Restate the data below word for word, leaving nothing out.
-.-.-
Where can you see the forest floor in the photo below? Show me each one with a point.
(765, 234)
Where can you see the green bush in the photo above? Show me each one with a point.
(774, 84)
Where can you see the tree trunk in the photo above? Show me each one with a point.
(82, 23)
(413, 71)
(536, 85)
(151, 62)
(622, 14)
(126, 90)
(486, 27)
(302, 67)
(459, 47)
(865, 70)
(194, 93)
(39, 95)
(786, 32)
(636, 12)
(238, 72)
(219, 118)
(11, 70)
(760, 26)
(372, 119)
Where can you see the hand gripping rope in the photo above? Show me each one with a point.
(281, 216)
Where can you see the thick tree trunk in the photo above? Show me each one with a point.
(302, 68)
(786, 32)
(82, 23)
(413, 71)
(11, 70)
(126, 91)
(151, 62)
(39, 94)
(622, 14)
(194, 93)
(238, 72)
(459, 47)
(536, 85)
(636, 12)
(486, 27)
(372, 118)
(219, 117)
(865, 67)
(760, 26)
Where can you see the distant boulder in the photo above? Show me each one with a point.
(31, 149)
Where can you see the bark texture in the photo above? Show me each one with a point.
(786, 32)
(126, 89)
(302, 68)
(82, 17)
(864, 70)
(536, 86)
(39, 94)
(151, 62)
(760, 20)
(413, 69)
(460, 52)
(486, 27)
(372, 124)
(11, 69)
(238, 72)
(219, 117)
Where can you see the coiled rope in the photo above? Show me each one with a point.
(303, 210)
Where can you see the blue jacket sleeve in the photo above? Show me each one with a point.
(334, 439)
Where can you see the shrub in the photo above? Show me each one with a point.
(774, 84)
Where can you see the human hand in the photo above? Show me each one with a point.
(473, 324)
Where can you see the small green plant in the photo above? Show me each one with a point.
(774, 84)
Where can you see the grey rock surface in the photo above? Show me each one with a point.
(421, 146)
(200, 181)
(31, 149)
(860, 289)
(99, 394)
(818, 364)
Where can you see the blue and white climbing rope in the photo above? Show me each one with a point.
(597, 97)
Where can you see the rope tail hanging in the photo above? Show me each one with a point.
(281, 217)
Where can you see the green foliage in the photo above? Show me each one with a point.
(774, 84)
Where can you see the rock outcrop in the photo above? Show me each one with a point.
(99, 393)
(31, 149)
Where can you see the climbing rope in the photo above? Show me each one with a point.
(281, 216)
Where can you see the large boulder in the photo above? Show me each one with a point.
-.-.-
__FINISHED TASK__.
Where can you see the forest floor in the photo below? Show me each one with a point.
(765, 234)
Where can you see the green bush in the photo above? Show me each one with a point.
(774, 84)
Where can you see the tree trunk in the photo above? Show me each one with a point.
(82, 23)
(413, 71)
(536, 85)
(151, 62)
(622, 14)
(126, 90)
(486, 27)
(302, 67)
(459, 47)
(865, 70)
(194, 93)
(39, 95)
(786, 32)
(636, 12)
(238, 72)
(219, 118)
(11, 70)
(760, 26)
(372, 119)
Where can you see the hand gripping rope in the photo above? Show me each one with a point.
(281, 216)
Where can you see the thick tree trunk in the photo above? Show me each one with a point.
(302, 68)
(786, 32)
(82, 23)
(413, 71)
(11, 70)
(126, 91)
(151, 62)
(39, 94)
(622, 14)
(194, 93)
(238, 72)
(459, 47)
(536, 85)
(636, 12)
(486, 27)
(372, 118)
(219, 117)
(865, 67)
(760, 26)
Where can you see the distant boulder in the photo above? Show me each one with a point.
(31, 149)
Where can you see the bark texture in the photo above? Show me each one with a point.
(786, 32)
(126, 89)
(302, 68)
(82, 17)
(864, 70)
(536, 86)
(39, 94)
(151, 62)
(760, 20)
(413, 69)
(460, 52)
(486, 27)
(372, 124)
(11, 69)
(238, 72)
(219, 117)
Where can you see the coiled rope in the photo above? Show me each one with a point.
(303, 210)
Where can you see the blue jacket sleeve in the photo above? Show me each one with a point.
(334, 439)
Where can you see the shrub in the photo above? Show me each one with a point.
(774, 84)
Where can you see the human hand in the photo above? Show me each one with a point.
(473, 324)
Where can you see the small green plant in the photo above? Show me each one with a point.
(774, 84)
Where can you see the grey rock surface in the photo above? Show me each one with a point.
(421, 146)
(200, 181)
(31, 149)
(860, 289)
(99, 394)
(818, 364)
Where can you see the blue and white climbing rope in the photo above? Show me each one with a point.
(597, 97)
Where can you see the rope tail hanging in the photo above? Show me each one with a point.
(281, 217)
Where can you see the green foliage in the photo above? Show me each one with a point.
(774, 84)
Where can you see the rock outcrop in the photo above? Show me each one with a point.
(99, 393)
(31, 149)
Where can you see the climbing rope in the photo above? Show me each one with a point.
(281, 216)
Where can you see the large boulder in the photo above? Show me each one with a point.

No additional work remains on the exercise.